However usually they perform upsampling and downsampling internally (commonly between 2x-4x-8x).
While upsampling/downsampling is expensive (especially if you are using multiple of these types of plugins) its not clear if running at a higher sample rate across the board is worth it just to save those steps.
But it's not resolution, right? It's extra frequencies outside the audible range. Is there any natural process that would make those affect the audible components, if I were listening to the music live instead of a recording?
If a sonic and ultrasonic frequency are combined together, but a low pass filter doesn't pass the ultrasonic one, the ultrasonic one doesn't exist on the other end.
Hence, there can be no beat.
The main reason is that it solves clipping in the pipeline.
Because if you don't you accumulate small errors at each processing step due to rounding. Remember that it is very common for an input to pass through multiple digital filters, EQs, some compressors, a few plugins, then to be grouped and have more plugins applied to the group. You can end up running the sample through hundreds of equations before final output. Small errors at the beginning can be magnified.
Pretty much all pro-level mix engines use 32-bit floating point for all samples internally. This gives you enough precision that there isn't a useful limit to the number of processing steps before accumulated error becomes a problem. By all samples I mean the input comes from a 24-bit ADC and gets converted to 32-bit FP. From that point on all plugins and processes use 32-bit FP. The final output busses convert back to 24-bit and dither to feed the DAC (for higher-end gear the DAC may handle this in hardware).
As for 192 kHz I've never seen or heard a difference. Even 96 kHz seems like overkill. A lot of albums have been recorded at 48 kHz without any problems. As the video explains there is no "missed" audible information if you're sampling at 48 kHz. I know that seems counter-intuitive but the math (and experiments) bear this out.
An inaccurate but intuitive way to think about it is your ear can't register a sound at a given frequency unless it gets enough of the wave which has a certain length in the time domain (by definition). If an impulse is shorter than that then it has a different frequency, again by definition. 1/16th of a 1 kHz wave doesn't actually happen. Even if it did a speaker is a physical moving object and can't respond fast enough to make that happen (speakers can't reproduce square waves either for the same reasons - they'll end up smoothing it out somewhat). Even if it could the air can't transmit 1/16th of a wave - the effect will be a lower-amplutide wave of a different frequency. And again your ear drum can't transmit such an impulse (nor can it transmit a true square wave).

■ **Given information**
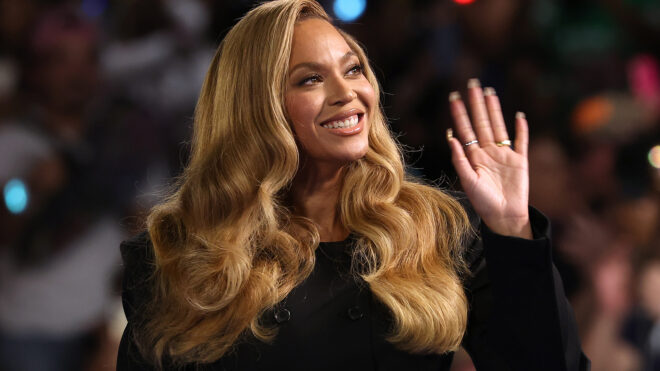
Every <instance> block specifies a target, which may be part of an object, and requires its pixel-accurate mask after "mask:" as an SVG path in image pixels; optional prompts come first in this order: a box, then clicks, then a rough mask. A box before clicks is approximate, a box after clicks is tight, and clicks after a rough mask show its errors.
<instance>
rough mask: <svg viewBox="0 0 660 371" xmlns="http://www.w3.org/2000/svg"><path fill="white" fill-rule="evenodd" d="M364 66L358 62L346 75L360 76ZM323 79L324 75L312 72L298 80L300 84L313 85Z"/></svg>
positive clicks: (348, 69) (352, 75)
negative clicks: (298, 80)
mask: <svg viewBox="0 0 660 371" xmlns="http://www.w3.org/2000/svg"><path fill="white" fill-rule="evenodd" d="M362 72H363V68H362V65H361V64H359V63H356V64H354V65H352V66H351V67H349V68H348V70H347V71H346V76H358V75H362ZM322 81H323V77H322V76H321V75H319V74H312V75H310V76H306V77H304V78H303V79H302V80H300V81H299V82H298V84H297V85H298V86H305V85H312V84H316V83H319V82H322Z"/></svg>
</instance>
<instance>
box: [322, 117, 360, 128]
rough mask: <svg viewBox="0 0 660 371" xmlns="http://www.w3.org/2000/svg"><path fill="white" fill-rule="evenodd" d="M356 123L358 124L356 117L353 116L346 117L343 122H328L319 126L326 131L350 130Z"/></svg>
mask: <svg viewBox="0 0 660 371" xmlns="http://www.w3.org/2000/svg"><path fill="white" fill-rule="evenodd" d="M357 122H358V117H357V115H353V116H351V117H347V118H345V119H343V120H337V121H332V122H328V123H327V124H323V125H321V126H323V127H324V128H327V129H335V128H352V127H353V126H355V125H357Z"/></svg>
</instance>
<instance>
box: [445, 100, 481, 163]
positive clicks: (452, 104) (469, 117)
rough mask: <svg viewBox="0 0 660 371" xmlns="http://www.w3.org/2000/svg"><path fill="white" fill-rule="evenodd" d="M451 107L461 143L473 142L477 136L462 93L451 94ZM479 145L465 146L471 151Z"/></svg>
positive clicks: (454, 122)
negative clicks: (464, 103)
mask: <svg viewBox="0 0 660 371" xmlns="http://www.w3.org/2000/svg"><path fill="white" fill-rule="evenodd" d="M449 109H450V111H451V115H452V117H453V118H454V127H455V128H456V135H457V136H458V140H459V144H460V143H461V142H462V143H463V144H465V143H473V142H474V141H475V140H476V139H477V136H476V134H475V133H474V131H473V130H472V124H471V123H470V117H469V116H468V114H467V110H466V109H465V104H464V103H463V100H461V95H460V94H459V93H458V92H457V91H454V92H451V93H450V94H449ZM478 147H479V144H478V143H474V144H472V145H468V146H466V147H465V148H466V150H467V151H468V152H471V151H472V150H473V149H474V148H478Z"/></svg>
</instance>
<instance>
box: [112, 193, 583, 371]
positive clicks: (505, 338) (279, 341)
mask: <svg viewBox="0 0 660 371" xmlns="http://www.w3.org/2000/svg"><path fill="white" fill-rule="evenodd" d="M463 202H464V203H465V200H463ZM466 206H469V205H466ZM467 209H468V214H469V215H470V219H471V222H472V223H473V225H474V226H475V227H476V228H477V230H478V231H480V233H479V236H478V237H477V238H475V239H473V240H472V241H471V242H470V244H469V246H467V248H466V249H465V257H466V260H467V261H468V263H469V267H470V270H471V272H472V273H473V274H472V275H471V277H470V278H468V279H466V282H465V283H464V285H465V289H466V292H467V294H468V298H469V300H470V306H469V313H468V314H469V317H468V328H467V331H466V333H465V336H464V339H463V346H464V347H465V349H466V350H467V351H468V353H469V354H470V356H471V357H472V360H473V362H474V364H475V366H476V368H477V370H479V371H484V370H525V371H529V370H535V371H536V370H548V371H577V370H580V371H582V370H589V369H590V366H589V360H588V359H587V358H586V357H585V356H584V354H583V353H582V351H581V348H580V341H579V338H578V334H577V328H576V325H575V320H574V316H573V312H572V309H571V307H570V305H569V304H568V301H567V300H566V298H565V296H564V293H563V289H562V284H561V278H560V277H559V274H558V273H557V270H556V269H555V268H554V266H553V264H552V257H551V246H550V241H549V239H548V236H549V223H548V221H547V219H546V218H545V217H544V216H543V215H542V214H541V213H539V212H538V211H536V210H534V209H530V219H531V221H532V230H533V233H534V240H525V239H521V238H515V237H506V236H501V235H497V234H494V233H493V232H491V231H490V230H488V228H487V227H485V225H482V223H480V220H479V218H478V217H477V216H476V214H475V213H474V212H473V211H472V209H471V208H469V207H468V208H467ZM353 241H354V240H353V238H351V237H349V238H348V239H347V240H345V241H341V242H322V243H321V244H320V245H319V248H318V249H317V250H316V265H315V268H314V271H313V273H312V274H311V275H310V276H309V277H308V279H307V280H306V281H305V282H303V283H302V284H301V285H300V286H299V287H297V288H296V289H294V290H293V291H292V292H291V293H290V294H289V296H287V298H286V299H285V300H284V301H283V302H282V303H280V304H279V305H278V306H277V307H276V308H275V309H273V310H272V311H270V312H269V313H267V319H269V320H271V321H272V323H274V324H276V325H277V326H278V327H279V332H278V335H277V336H276V338H275V340H274V342H273V343H271V344H265V343H262V342H260V341H258V340H257V339H255V338H253V337H250V338H247V339H244V340H242V341H241V342H240V343H238V344H237V345H236V347H235V350H234V351H233V352H231V353H229V354H227V355H225V356H224V357H223V358H222V359H220V360H219V361H217V362H215V363H213V364H205V365H189V366H188V367H185V370H383V371H384V370H449V367H450V365H451V361H452V358H453V354H452V353H449V354H443V355H436V354H431V355H428V354H411V353H407V352H405V351H401V350H398V349H397V348H395V347H394V346H393V345H392V344H390V343H388V342H387V341H386V340H385V335H386V334H387V330H388V328H389V325H390V316H389V314H388V311H387V309H386V308H385V307H384V305H382V304H381V303H380V302H378V301H377V300H376V299H375V297H374V296H373V295H372V294H371V292H370V291H369V288H368V286H367V285H366V284H364V283H363V282H360V281H359V280H356V279H354V278H353V276H351V275H349V274H348V269H349V267H350V255H349V254H348V252H349V250H350V249H351V247H352V242H353ZM121 252H122V257H123V259H124V264H125V269H126V271H125V274H124V283H123V293H122V300H123V305H124V311H125V312H126V316H127V318H128V326H127V327H126V330H125V331H124V336H123V337H122V341H121V345H120V349H119V356H118V361H117V370H150V369H153V368H152V367H149V366H148V365H146V364H145V363H144V361H142V360H141V358H140V356H139V354H138V352H137V350H136V348H135V346H134V345H133V344H132V342H131V337H130V332H131V331H132V328H133V325H134V323H135V321H137V317H136V314H137V313H136V312H138V311H139V308H140V306H141V305H142V304H143V303H144V302H145V300H146V299H147V298H148V297H149V295H150V289H149V280H148V278H149V276H150V273H151V272H153V265H152V261H153V252H152V247H151V243H150V241H149V240H148V235H147V234H146V233H143V234H141V235H139V236H137V237H135V238H133V239H131V240H128V241H125V242H123V243H122V245H121Z"/></svg>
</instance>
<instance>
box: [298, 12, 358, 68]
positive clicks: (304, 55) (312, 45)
mask: <svg viewBox="0 0 660 371" xmlns="http://www.w3.org/2000/svg"><path fill="white" fill-rule="evenodd" d="M349 51H351V48H350V47H349V46H348V44H347V43H346V40H344V38H343V37H342V36H341V34H340V33H339V31H337V29H336V28H335V27H334V26H332V25H331V24H330V23H329V22H327V21H325V20H323V19H320V18H308V19H305V20H303V21H300V22H298V23H296V26H295V28H294V31H293V44H292V47H291V62H290V63H291V66H293V65H295V64H296V63H298V62H307V61H324V60H326V59H327V60H328V61H331V60H334V59H338V58H341V57H342V56H344V55H345V54H346V53H347V52H349Z"/></svg>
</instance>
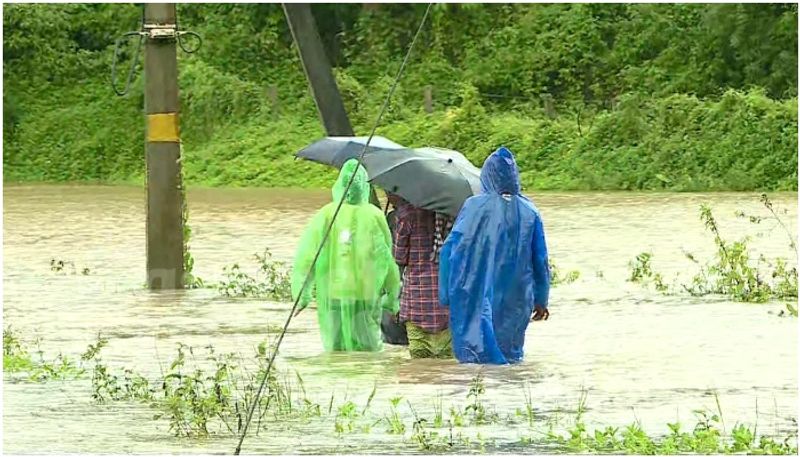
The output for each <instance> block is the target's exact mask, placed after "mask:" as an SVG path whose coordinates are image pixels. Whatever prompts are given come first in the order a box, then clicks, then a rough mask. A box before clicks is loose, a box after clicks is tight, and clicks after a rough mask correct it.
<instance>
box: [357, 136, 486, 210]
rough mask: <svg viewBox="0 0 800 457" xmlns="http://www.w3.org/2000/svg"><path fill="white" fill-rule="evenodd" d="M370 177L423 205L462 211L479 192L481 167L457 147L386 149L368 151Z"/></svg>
mask: <svg viewBox="0 0 800 457" xmlns="http://www.w3.org/2000/svg"><path fill="white" fill-rule="evenodd" d="M363 163H364V168H366V169H367V174H368V175H369V178H370V181H372V182H373V183H375V184H377V185H379V186H380V187H382V188H383V189H384V190H386V191H388V192H392V193H396V194H397V195H400V196H401V197H403V198H404V199H405V200H406V201H408V202H409V203H411V204H412V205H414V206H417V207H419V208H425V209H428V210H431V211H437V212H440V213H445V214H449V215H451V216H453V217H455V216H457V215H458V212H459V210H460V209H461V205H463V204H464V201H465V200H466V199H467V198H469V197H471V196H473V195H475V194H477V193H479V192H480V188H481V184H480V180H481V178H480V174H481V171H480V169H479V168H477V167H476V166H474V165H473V164H472V163H471V162H470V161H469V160H468V159H467V158H466V157H464V156H463V155H462V154H461V153H459V152H457V151H453V150H450V149H440V148H418V149H402V150H386V151H381V152H377V153H370V154H365V155H364V161H363Z"/></svg>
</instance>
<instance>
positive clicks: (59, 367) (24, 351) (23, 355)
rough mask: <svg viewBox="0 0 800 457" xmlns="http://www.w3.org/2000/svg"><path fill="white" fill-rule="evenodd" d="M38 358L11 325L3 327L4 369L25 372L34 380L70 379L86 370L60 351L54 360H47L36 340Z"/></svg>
mask: <svg viewBox="0 0 800 457" xmlns="http://www.w3.org/2000/svg"><path fill="white" fill-rule="evenodd" d="M35 344H36V348H37V350H36V356H37V357H36V358H35V359H34V357H33V356H32V355H31V353H30V351H29V350H28V348H27V347H26V346H25V344H24V343H23V341H22V339H21V338H20V336H19V334H18V333H17V332H15V331H14V330H13V329H12V328H11V327H10V326H7V327H4V328H3V371H4V372H5V373H25V374H27V375H28V378H27V379H28V380H29V381H32V382H46V381H50V380H60V381H64V380H68V379H77V378H79V377H81V376H82V375H83V374H84V373H85V370H84V369H83V366H82V365H81V364H76V363H75V362H73V361H72V360H71V359H70V358H69V357H67V356H65V355H63V354H61V353H59V354H58V355H57V356H56V357H55V359H53V360H45V358H44V352H43V351H42V349H41V348H40V347H39V340H38V339H37V340H36V342H35Z"/></svg>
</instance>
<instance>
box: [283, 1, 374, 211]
mask: <svg viewBox="0 0 800 457" xmlns="http://www.w3.org/2000/svg"><path fill="white" fill-rule="evenodd" d="M282 5H283V12H284V14H285V15H286V21H287V22H288V23H289V30H290V31H291V32H292V38H293V39H294V42H295V43H296V44H297V50H298V51H299V52H300V60H301V61H302V62H303V70H305V72H306V79H307V80H308V85H309V86H310V87H311V94H312V95H313V97H314V103H316V105H317V111H318V112H319V117H320V119H321V120H322V125H323V126H324V127H325V132H326V133H327V135H328V136H353V135H354V133H353V126H352V125H350V119H349V118H348V117H347V111H346V110H345V109H344V103H343V102H342V96H341V94H339V87H338V86H337V85H336V78H334V76H333V70H332V69H331V64H330V61H329V60H328V57H327V56H326V55H325V48H324V47H323V46H322V40H321V39H320V37H319V32H317V23H316V21H314V16H313V15H312V14H311V6H310V5H309V4H308V3H282ZM369 199H370V202H371V203H372V204H373V205H375V206H377V207H379V208H380V206H381V205H380V202H379V201H378V195H377V194H376V193H375V188H374V187H373V186H372V185H370V198H369Z"/></svg>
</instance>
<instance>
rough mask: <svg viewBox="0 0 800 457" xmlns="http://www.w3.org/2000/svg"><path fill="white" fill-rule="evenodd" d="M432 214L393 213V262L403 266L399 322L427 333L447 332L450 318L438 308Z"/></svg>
mask: <svg viewBox="0 0 800 457" xmlns="http://www.w3.org/2000/svg"><path fill="white" fill-rule="evenodd" d="M435 215H436V213H434V212H433V211H428V210H424V209H420V208H416V207H414V206H411V205H409V204H403V205H400V207H399V208H398V209H397V212H396V217H397V219H396V221H397V227H396V231H395V239H394V241H395V242H394V249H393V251H394V258H395V261H397V263H398V265H401V266H404V267H405V269H404V271H403V292H402V294H401V296H400V319H401V320H403V321H409V322H411V323H412V324H414V325H416V326H417V327H420V328H421V329H423V330H425V331H426V332H429V333H434V332H439V331H442V330H444V329H446V328H447V326H448V320H449V318H450V314H449V311H448V309H447V308H445V307H443V306H441V305H440V304H439V265H438V263H437V262H435V261H433V260H431V253H432V252H434V229H435V225H434V224H435V222H434V221H435Z"/></svg>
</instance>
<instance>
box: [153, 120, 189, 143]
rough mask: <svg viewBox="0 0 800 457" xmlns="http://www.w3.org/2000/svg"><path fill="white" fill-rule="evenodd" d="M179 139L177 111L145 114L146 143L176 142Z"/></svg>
mask: <svg viewBox="0 0 800 457" xmlns="http://www.w3.org/2000/svg"><path fill="white" fill-rule="evenodd" d="M180 141H181V136H180V127H179V124H178V113H157V114H148V115H147V142H148V143H158V142H163V143H178V142H180Z"/></svg>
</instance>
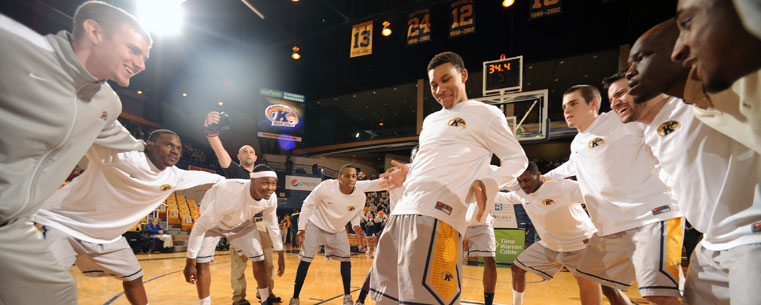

■ **Prompt 1**
Transcribe the stretch of the audio thread from "However usually they" through "of a recording?".
■ **Prompt 2**
Rewrite the paragraph of the audio thread that begins "Pretty much all pro-level mix engines" as a short bulleted list that keeps its main facts.
■ **Prompt 3**
Name every sample rate given in kHz in the audio thread.

■ **Exercise solution 1**
However usually they perform upsampling and downsampling internally (commonly between 2x-4x-8x).
While upsampling/downsampling is expensive (especially if you are using multiple of these types of plugins) its not clear if running at a higher sample rate across the board is worth it just to save those steps.
But it's not resolution, right? It's extra frequencies outside the audible range. Is there any natural process that would make those affect the audible components, if I were listening to the music live instead of a recording?

■ **Exercise solution 2**
- Nearly all pro-level mix engines use 32-bit floating point internally for every sample.
- This gives enough precision that there is no useful limit on processing steps before accumulated error becomes a problem.
- The input comes from a 24-bit ADC and is converted to 32-bit floating point.
- All plugins and processes work in 32-bit floating point from then on.
- The final output busses convert back to 24-bit and dither to feed the DAC, which on higher-end gear may be done in hardware by the DAC.

■ **Exercise solution 3**
192 kHz, 96 kHz, 48 kHz